- Verilen Metin:
....................
» 26 / Su’arâ  Suresi:

Kuran Sırası: 26
İniş Sırası: 47

Ali Bulaç Meali
Ta, Sin, Mim.(26:1)
Bunlar, apaçık olan Kitabın ayetleridir.(26:2)
Onlar mü'min olmayacaklar diye neredeyse kendini kahredeceksin (öyle mi?)(26:3)
Dilersek, onların üzerine gökten bir ayet (mucize) indiririz de, ona boyunları eğilmiş kalıverir.(26:4)
Onlara Rahman (olan Allah)'tan yeni bir uyarı gelmeyiversin, hiç tartışmasız ondan yüz çevirirler.(26:5)
Gerçekten yalanladılar; fakat, alay konusu yaptıkları şeyin haberi kendilerine pek yakında gelecektir.(26:6)
Yeryüzüne bir bakmadılar mı ki, biz onda her güzel (kerim) çiftten nice ürünler bitirdik.(26:7)
Şüphesiz, bunda bir ayet vardır; ancak onların çoğu mü'min değildirler.(26:8)
Şüphesiz, senin Rabbin, gerçekten O, üstün ve güçlüdür, merhamet sahibidir.(26:9)
Hani senin Rabbin, Musa'ya seslenmişti: "Zulmetmekte olan kavme git;"(26:10)
Firavun'un kavmine, hâlâ sakınmıyorlar mı?"(26:11)
Dedi ki: "Rabbim, gerçekten ben, onların beni yalanlamalarından korkuyorum."(26:12)
"Göğsüm sıkışıyor, dilim dönmüyor; bundan dolayı Harun'a da (elçilik görevini bildirmesi için Cibril'i) gönder."(26:13)
"Üstelik, onların bana karşı (davasını savunacakları bir cinayet) suçu(m) var; bundan dolayı beni öldürmelerinden korkuyorum."(26:14)
(Allah:) "Hayır," dedi. "İkiniz de ayetlerimle gidin, şüphesiz sizinle birlikteyiz (ve) işitmekteyiz."(26:15)
"Gecikmeksizin Firavun'a giderek deyin ki: Gerçekten biz, alemlerin Rabbi'nin elçisiyiz,"(26:16)
"İsrailoğullarını bizimle birlikte göndermen için (sana geldik)."(26:17)
(Gittiler ve Firavun:) Dedi ki: "Biz seni içimizde daha çocukken yetiştirip büyütmedik mi? Sen ömrünün nice yıllarını aramızda geçirmedin mi?"(26:18)
"Ve sen, yapacağın işi (cinayeti) de işledin; sen nankörlerdensin."(26:19)
....................
- Yapılacaklar:
**a.** Şuara Suresi mealinde "Bunlar, apaçık olan" ifadesinden "ondan yüz çevirirler.(26:5)" ifadesine kadar olan bölümü aynen aktarın.
**b.** Şuara Suresi mealinde surenin iniş sırası kaç olarak verilmiştir?
**c.** Şuara Suresi mealini kaldığı yerden sürdürün.

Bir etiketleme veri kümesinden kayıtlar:
....................
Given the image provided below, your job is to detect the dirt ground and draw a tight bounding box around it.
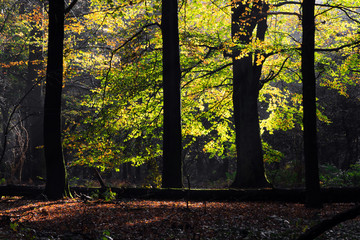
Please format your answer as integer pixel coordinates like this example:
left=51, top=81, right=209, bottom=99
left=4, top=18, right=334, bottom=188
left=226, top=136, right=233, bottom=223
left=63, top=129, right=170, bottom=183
left=0, top=197, right=360, bottom=240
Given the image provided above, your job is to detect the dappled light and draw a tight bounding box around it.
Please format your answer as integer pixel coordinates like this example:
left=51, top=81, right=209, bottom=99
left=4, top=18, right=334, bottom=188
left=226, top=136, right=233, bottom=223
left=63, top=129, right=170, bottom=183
left=0, top=198, right=360, bottom=240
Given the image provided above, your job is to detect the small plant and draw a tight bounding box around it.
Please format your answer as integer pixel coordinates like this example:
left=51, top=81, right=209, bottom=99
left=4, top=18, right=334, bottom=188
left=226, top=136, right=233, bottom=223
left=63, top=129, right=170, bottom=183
left=0, top=178, right=6, bottom=185
left=103, top=188, right=116, bottom=202
left=69, top=177, right=80, bottom=187
left=10, top=222, right=19, bottom=232
left=101, top=230, right=113, bottom=240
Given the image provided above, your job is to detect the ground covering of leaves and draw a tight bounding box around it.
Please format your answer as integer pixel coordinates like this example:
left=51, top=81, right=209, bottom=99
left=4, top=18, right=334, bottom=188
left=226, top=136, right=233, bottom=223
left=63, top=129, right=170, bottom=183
left=0, top=198, right=360, bottom=240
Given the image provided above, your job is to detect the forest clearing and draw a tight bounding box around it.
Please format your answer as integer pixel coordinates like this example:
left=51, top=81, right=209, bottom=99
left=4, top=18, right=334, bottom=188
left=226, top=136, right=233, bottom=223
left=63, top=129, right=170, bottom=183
left=0, top=197, right=360, bottom=240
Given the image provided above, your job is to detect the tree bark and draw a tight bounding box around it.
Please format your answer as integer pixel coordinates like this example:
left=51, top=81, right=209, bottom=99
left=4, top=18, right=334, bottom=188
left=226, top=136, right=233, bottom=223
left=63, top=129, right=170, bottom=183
left=231, top=1, right=269, bottom=188
left=44, top=0, right=70, bottom=200
left=161, top=0, right=183, bottom=188
left=24, top=1, right=45, bottom=183
left=301, top=0, right=322, bottom=208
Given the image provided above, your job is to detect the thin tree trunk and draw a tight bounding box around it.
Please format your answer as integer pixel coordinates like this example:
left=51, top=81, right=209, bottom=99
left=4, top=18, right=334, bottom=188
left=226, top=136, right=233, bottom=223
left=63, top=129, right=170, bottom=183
left=301, top=0, right=322, bottom=208
left=24, top=2, right=45, bottom=180
left=161, top=0, right=183, bottom=188
left=44, top=0, right=70, bottom=199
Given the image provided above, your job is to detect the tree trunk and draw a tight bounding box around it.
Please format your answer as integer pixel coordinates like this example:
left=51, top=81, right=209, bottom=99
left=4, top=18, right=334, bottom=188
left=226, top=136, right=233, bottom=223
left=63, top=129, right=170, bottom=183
left=231, top=1, right=269, bottom=188
left=301, top=0, right=322, bottom=208
left=24, top=2, right=45, bottom=183
left=44, top=0, right=70, bottom=200
left=161, top=0, right=183, bottom=188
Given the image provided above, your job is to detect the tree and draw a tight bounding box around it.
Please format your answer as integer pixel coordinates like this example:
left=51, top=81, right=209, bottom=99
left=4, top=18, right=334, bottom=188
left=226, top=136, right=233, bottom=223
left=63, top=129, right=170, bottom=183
left=231, top=1, right=269, bottom=188
left=24, top=1, right=44, bottom=183
left=44, top=0, right=70, bottom=199
left=301, top=0, right=322, bottom=207
left=161, top=0, right=183, bottom=188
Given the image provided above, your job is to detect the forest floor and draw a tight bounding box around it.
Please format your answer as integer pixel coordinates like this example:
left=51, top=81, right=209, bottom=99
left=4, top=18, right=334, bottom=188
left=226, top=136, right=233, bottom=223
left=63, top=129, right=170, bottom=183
left=0, top=197, right=360, bottom=240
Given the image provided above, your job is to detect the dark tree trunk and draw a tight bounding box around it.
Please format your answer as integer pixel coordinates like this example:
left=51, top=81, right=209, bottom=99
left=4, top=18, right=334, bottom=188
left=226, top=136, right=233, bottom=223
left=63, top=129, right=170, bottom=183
left=161, top=0, right=183, bottom=188
left=44, top=0, right=70, bottom=199
left=24, top=2, right=45, bottom=183
left=301, top=0, right=322, bottom=207
left=231, top=1, right=269, bottom=188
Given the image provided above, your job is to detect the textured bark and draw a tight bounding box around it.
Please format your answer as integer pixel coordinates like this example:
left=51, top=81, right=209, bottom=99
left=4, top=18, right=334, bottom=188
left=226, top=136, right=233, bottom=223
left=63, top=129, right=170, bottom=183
left=301, top=0, right=322, bottom=207
left=44, top=0, right=70, bottom=199
left=231, top=1, right=269, bottom=188
left=161, top=0, right=183, bottom=188
left=24, top=2, right=45, bottom=180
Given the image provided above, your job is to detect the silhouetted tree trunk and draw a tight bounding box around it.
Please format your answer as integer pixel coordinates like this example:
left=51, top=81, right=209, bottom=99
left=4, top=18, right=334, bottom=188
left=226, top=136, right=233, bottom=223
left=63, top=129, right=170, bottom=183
left=24, top=1, right=45, bottom=183
left=231, top=1, right=269, bottom=188
left=161, top=0, right=183, bottom=188
left=301, top=0, right=322, bottom=207
left=44, top=0, right=70, bottom=199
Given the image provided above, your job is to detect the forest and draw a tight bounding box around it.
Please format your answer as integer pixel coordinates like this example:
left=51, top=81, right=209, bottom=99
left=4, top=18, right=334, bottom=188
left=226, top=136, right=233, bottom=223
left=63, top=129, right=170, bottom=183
left=0, top=0, right=360, bottom=239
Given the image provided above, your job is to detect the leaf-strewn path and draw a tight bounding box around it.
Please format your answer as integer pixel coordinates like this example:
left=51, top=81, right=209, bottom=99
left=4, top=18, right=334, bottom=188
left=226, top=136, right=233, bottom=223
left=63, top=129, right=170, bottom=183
left=0, top=198, right=360, bottom=240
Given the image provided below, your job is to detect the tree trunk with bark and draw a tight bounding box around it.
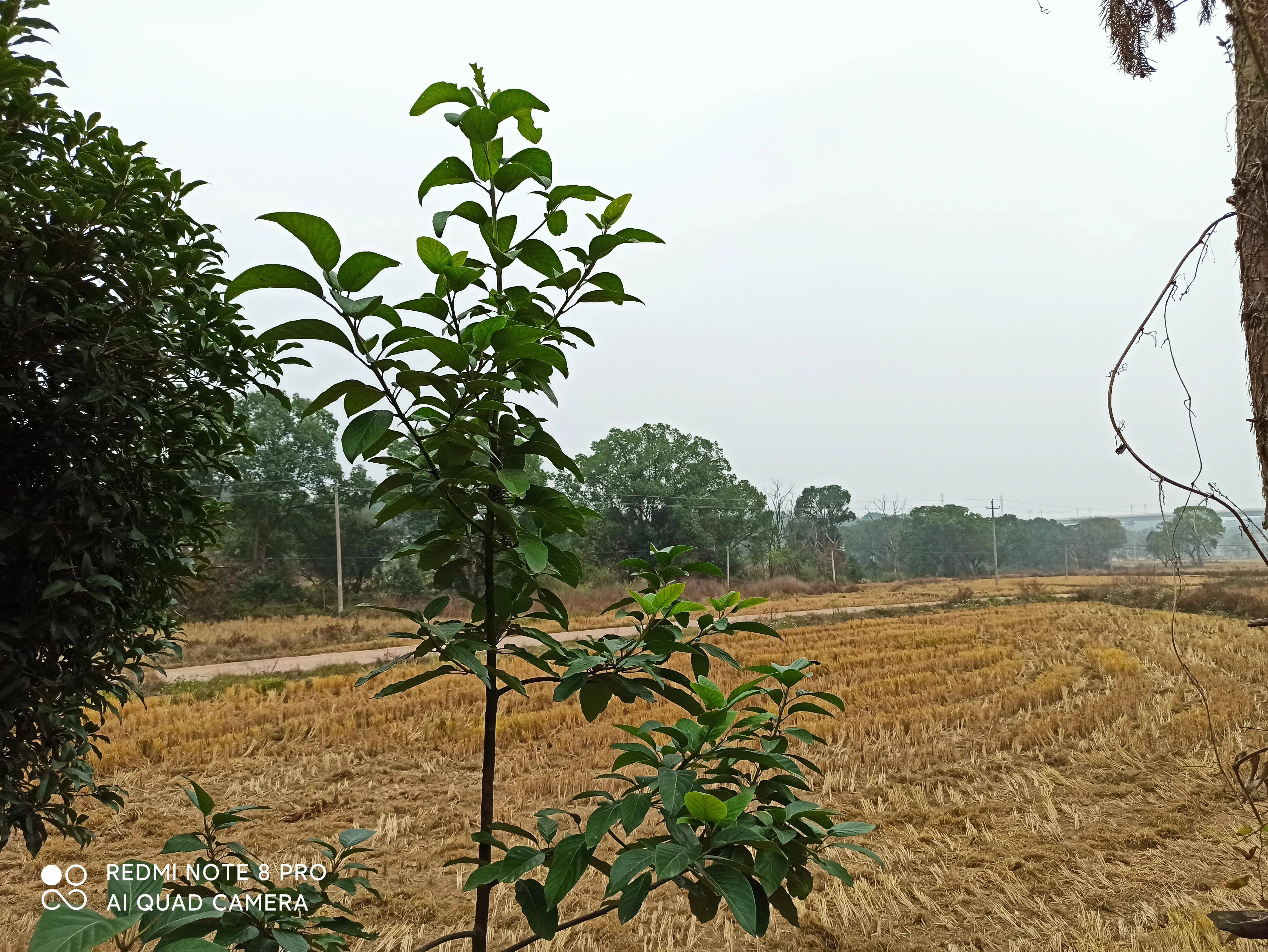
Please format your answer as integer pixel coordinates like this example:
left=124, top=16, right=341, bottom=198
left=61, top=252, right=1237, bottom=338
left=1230, top=0, right=1268, bottom=515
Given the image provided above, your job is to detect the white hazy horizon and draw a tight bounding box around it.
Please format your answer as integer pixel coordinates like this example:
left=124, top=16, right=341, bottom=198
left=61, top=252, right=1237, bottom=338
left=44, top=0, right=1263, bottom=516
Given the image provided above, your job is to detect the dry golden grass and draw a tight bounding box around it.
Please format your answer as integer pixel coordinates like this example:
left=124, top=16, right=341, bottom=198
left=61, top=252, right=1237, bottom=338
left=166, top=576, right=1131, bottom=668
left=10, top=604, right=1268, bottom=952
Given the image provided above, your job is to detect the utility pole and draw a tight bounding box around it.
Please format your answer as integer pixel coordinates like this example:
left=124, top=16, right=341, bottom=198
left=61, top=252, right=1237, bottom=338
left=990, top=500, right=999, bottom=588
left=335, top=482, right=344, bottom=617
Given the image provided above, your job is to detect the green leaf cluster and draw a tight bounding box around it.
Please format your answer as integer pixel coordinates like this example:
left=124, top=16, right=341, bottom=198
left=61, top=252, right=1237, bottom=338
left=227, top=67, right=872, bottom=948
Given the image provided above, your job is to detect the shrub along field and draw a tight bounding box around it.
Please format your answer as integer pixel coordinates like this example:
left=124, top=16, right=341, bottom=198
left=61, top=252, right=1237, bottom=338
left=166, top=576, right=1126, bottom=668
left=0, top=602, right=1268, bottom=952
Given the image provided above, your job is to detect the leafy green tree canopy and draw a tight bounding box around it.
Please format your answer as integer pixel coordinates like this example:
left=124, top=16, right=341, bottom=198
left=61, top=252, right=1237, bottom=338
left=0, top=0, right=279, bottom=853
left=904, top=505, right=992, bottom=576
left=1070, top=516, right=1127, bottom=568
left=555, top=423, right=766, bottom=562
left=1145, top=506, right=1224, bottom=565
left=792, top=486, right=855, bottom=548
left=227, top=65, right=872, bottom=952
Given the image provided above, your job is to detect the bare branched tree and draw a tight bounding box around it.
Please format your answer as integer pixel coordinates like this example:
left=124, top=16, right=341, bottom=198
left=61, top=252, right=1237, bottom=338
left=1101, top=0, right=1268, bottom=515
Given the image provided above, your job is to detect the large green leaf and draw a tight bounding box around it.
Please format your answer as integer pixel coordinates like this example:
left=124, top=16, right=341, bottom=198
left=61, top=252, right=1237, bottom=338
left=224, top=265, right=323, bottom=301
left=458, top=105, right=497, bottom=143
left=418, top=156, right=475, bottom=204
left=707, top=863, right=770, bottom=936
left=488, top=89, right=550, bottom=122
left=390, top=337, right=471, bottom=370
left=299, top=380, right=383, bottom=420
left=682, top=790, right=727, bottom=823
left=657, top=767, right=696, bottom=819
left=162, top=833, right=207, bottom=853
left=339, top=251, right=401, bottom=291
left=515, top=880, right=559, bottom=939
left=604, top=848, right=656, bottom=897
left=581, top=801, right=621, bottom=849
left=342, top=409, right=396, bottom=463
left=656, top=842, right=700, bottom=880
left=516, top=531, right=550, bottom=576
left=517, top=238, right=563, bottom=277
left=616, top=872, right=652, bottom=924
left=410, top=83, right=475, bottom=115
left=260, top=212, right=340, bottom=271
left=415, top=234, right=454, bottom=274
left=260, top=317, right=352, bottom=352
left=545, top=833, right=592, bottom=909
left=496, top=344, right=568, bottom=376
left=579, top=681, right=612, bottom=721
left=29, top=905, right=141, bottom=952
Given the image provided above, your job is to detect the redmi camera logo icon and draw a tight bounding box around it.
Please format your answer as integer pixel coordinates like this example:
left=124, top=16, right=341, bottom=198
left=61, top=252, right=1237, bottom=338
left=39, top=863, right=87, bottom=909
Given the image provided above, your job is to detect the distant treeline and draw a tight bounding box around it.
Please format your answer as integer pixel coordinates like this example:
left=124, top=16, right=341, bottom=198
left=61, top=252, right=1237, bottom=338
left=191, top=394, right=1222, bottom=617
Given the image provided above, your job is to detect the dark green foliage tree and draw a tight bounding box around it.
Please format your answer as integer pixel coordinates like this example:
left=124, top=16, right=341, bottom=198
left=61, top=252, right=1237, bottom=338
left=905, top=505, right=993, bottom=576
left=227, top=67, right=871, bottom=952
left=1069, top=516, right=1127, bottom=568
left=792, top=484, right=855, bottom=580
left=1146, top=506, right=1224, bottom=565
left=208, top=393, right=342, bottom=569
left=998, top=513, right=1071, bottom=572
left=554, top=423, right=766, bottom=573
left=0, top=0, right=278, bottom=853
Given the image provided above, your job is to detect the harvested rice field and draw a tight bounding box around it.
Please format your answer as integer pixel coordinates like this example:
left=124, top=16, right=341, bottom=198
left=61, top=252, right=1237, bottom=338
left=0, top=602, right=1268, bottom=952
left=165, top=576, right=1131, bottom=668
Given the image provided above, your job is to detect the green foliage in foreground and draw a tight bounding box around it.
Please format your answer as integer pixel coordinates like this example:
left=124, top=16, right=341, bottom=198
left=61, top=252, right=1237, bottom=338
left=30, top=782, right=379, bottom=952
left=0, top=0, right=278, bottom=854
left=227, top=67, right=871, bottom=952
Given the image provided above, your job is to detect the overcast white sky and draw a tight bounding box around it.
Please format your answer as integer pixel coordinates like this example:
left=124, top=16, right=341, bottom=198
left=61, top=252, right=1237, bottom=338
left=47, top=0, right=1262, bottom=515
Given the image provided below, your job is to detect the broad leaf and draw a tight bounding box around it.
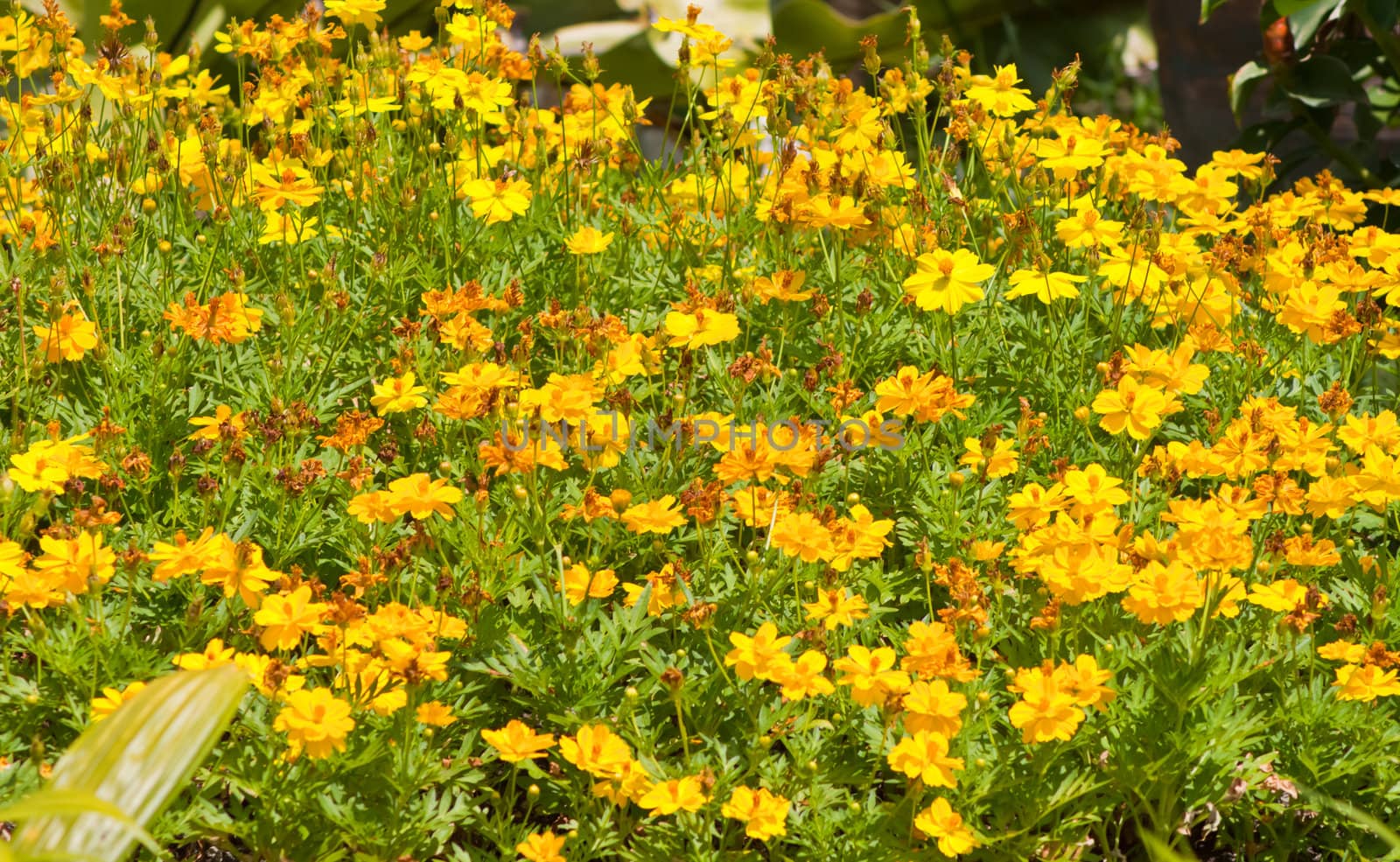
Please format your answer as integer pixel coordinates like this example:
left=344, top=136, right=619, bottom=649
left=10, top=665, right=248, bottom=862
left=1279, top=54, right=1367, bottom=108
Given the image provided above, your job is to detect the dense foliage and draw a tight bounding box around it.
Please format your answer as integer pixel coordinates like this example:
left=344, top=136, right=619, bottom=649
left=0, top=0, right=1400, bottom=862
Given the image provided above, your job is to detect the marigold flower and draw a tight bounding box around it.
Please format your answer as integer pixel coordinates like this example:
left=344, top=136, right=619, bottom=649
left=33, top=312, right=96, bottom=362
left=637, top=775, right=710, bottom=815
left=1092, top=376, right=1167, bottom=439
left=719, top=785, right=793, bottom=841
left=621, top=494, right=686, bottom=536
left=886, top=731, right=963, bottom=788
left=833, top=644, right=910, bottom=707
left=665, top=308, right=739, bottom=350
left=1332, top=665, right=1400, bottom=703
left=802, top=589, right=870, bottom=631
left=271, top=689, right=355, bottom=760
left=481, top=719, right=554, bottom=766
left=388, top=473, right=462, bottom=521
left=515, top=830, right=569, bottom=862
left=564, top=225, right=613, bottom=255
left=560, top=725, right=632, bottom=780
left=254, top=584, right=327, bottom=649
left=896, top=249, right=997, bottom=314
left=914, top=796, right=977, bottom=857
left=724, top=623, right=793, bottom=680
left=93, top=680, right=145, bottom=722
left=369, top=371, right=429, bottom=416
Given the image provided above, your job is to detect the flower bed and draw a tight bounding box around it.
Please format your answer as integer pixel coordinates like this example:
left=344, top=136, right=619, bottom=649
left=0, top=0, right=1400, bottom=862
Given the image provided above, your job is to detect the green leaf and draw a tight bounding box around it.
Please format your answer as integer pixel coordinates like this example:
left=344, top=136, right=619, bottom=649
left=1201, top=0, right=1229, bottom=24
left=1278, top=54, right=1367, bottom=108
left=1281, top=0, right=1342, bottom=53
left=1367, top=0, right=1400, bottom=30
left=0, top=788, right=161, bottom=853
left=1229, top=60, right=1269, bottom=119
left=773, top=0, right=928, bottom=67
left=10, top=665, right=248, bottom=862
left=1274, top=0, right=1340, bottom=16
....................
- Alıştırma Cevapları:
**a.**
Bunlar, apaçık olan Kitabın ayetleridir.(26:2)
Onlar mü'min olmayacaklar diye neredeyse kendini kahredeceksin (öyle mi?)(26:3)
Dilersek, onların üzerine gökten bir ayet (mucize) indiririz de, ona boyunları eğilmiş kalıverir.(26:4)
Onlara Rahman (olan Allah)'tan yeni bir uyarı gelmeyiversin, hiç tartışmasız ondan yüz çevirirler.(26:5)

**b.** 47

**c.**
(Musa) Dedi ki: "Ben onu yaptığım zaman şaşkınlardandım."(26:20)
"Sizden korkunca da hemen aranızdan kaçtım; sonra Rabbim bana hüküm (ve hikmet) verdi ve beni gönderilen (elçilerden) kıldı."(26:21)
"Bana karşı lütuf dediğin nimet de, İsrailoğullarını köle kılmandan dolayıdır."(26:22)
Firavun dedi ki: "Alemlerin Rabbi nedir?"(26:23)
Dedi ki: "Göklerin, yerin ve bu ikisi arasında olan her şeyin Rabbidir. Eğer 'kesin bilgiyle inanıyorsanız' (böyledir)."(26:24)
Çevresindekilere dedi ki: "İşitiyor musunuz?"(26:25)
(Musa:) Dedi ki: "O sizin de Rabbiniz, geçmişteki atalarınızın da Rabbidir."(26:26)
(Firavun) Dedi ki: "Şüphesiz size gönderilmiş bulunan elçiniz, gerçekten bir delidir."(26:27)
"Eğer aklınızı kullanabiliyorsanız, O, doğunun da, batının da ve bunlar arasında olan her şeyin de Rabbidir" dedi (Musa).(26:28)
(Firavun) dedi ki: "Andolsun, benim dışımda bir ilah edinecek olursan, seni mutlaka hapse atacağım."(26:29)
(Musa) Dedi ki: "Sana apaçık bir şey getirmiş olsam da mı?"(26:30)
(Firavun) Dedi ki: "Eğer doğru sözlü isen, onu getir."(26:31)
Bunun üzerine asasını bırakıverdi, bir de (ne görsünler) o, açıkça bir ejderha oluverdi.(26:32)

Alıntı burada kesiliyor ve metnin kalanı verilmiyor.